→ **Texto de origem**:
A Luz dos Iluministas
Com a invenção da máquina a vapor (1765-1790) por James Watt
(1736-1819), se estabelece o início da Revolução Industrial, marca do fim do
poder de imperadores e papas. Nasce o poder do povo. Os burgueses, na Revolução
Francesa (1789-1799), usaram de palavras cunhadas por Rousseau (1712-1778) que
estabeleceram princípios de igualdade, liberdade e fraternidade, divisa usada
até hoje pela Maçonaria. Onde a Luz da iluminação é o poder da razão humana de
interpretar e reorganizar o Universo. Os movimentos da Iluminação visavam
inicialmente à liberdade de pesquisa científica, ação que se estendeu depois
para a moral, as atividades industriais e as relações comerciais.
O Século das Luzes teve inúmeros mentores, cuja ampla
maioria concordava que, em resumo, apenas a Educação pode proporcionar os meios
para livrar os homens das garras do poder absoluto que na época embotava o
desenvolvimento.

→ **Tarefas propostas**:
1. De acordo com o texto sobre o Iluminismo, o que os movimentos da Iluminação buscavam inicialmente?
2. Continue o texto sobre o Iluminismo a partir do ponto em que ele termina.
As linhas a seguir provêm de outra fonte.

→ **Dados fornecidos**:
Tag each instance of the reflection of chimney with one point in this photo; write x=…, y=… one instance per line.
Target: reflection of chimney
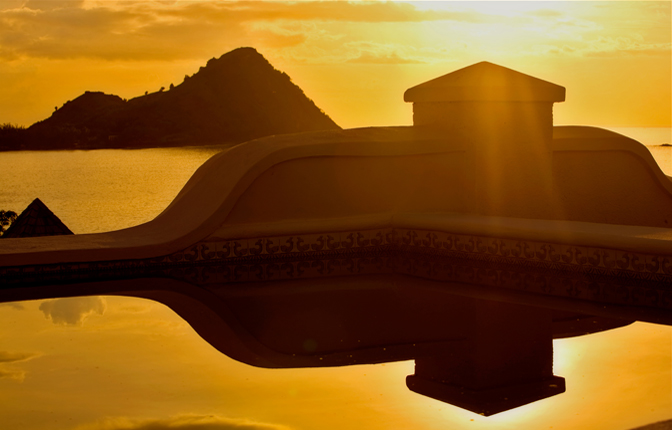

→ **Resultados das tarefas**:
1. A liberdade de pesquisa científica.

2.
O Liberalismo foi outra forte movimentação da burguesia
absorvida pela Maçonaria. Atuando na economia, François Quesnay (1694-1774) e
Adam Smith (1723-1790) representam as aspirações do cidadão em gerenciar seus
próprios negócios sem a interferência do Estado. Defendia-se a economia
perseguindo caminhos ditados por leis naturais, onde a figura de um Estado
intervencionista não existe. Na política, os mesmos ideais liberais lutavam de
todas as formas contra o Absolutismo. Na moral buscavam-se formas laicas de
tornar naturais as ações do comportamento humano.
Rejeição da Religião
Por conta de abusos clericais e da Inquisição da Igreja
Católica Apostólica Romana (1183-1821), o Iluminismo rejeitava a adesão à
religião. Principalmente às filosofias religiosas povoadas de fantasias e
alegorias impostas como verdades, que pelo aspecto verossímil são colocadas
como fatos verdadeiros, ao invés de declaradas de origem ficcional, apenas para
fins de ilustração de verdades e filosofias.
O iluminista combatia os dogmas. As religiões estabelecem
invenções forçadas, inverossímeis, determinadas por decreto pela autoridade
religiosa e estabelecidas como verdade divina revelada e que o adepto tem por
obrigação acatar. É imutável. Verdades "absolutas" que sequer
permitem discussão, nem mesmo pensar em contestação; imposição que determina
como o adepto deve pensar e até sentir.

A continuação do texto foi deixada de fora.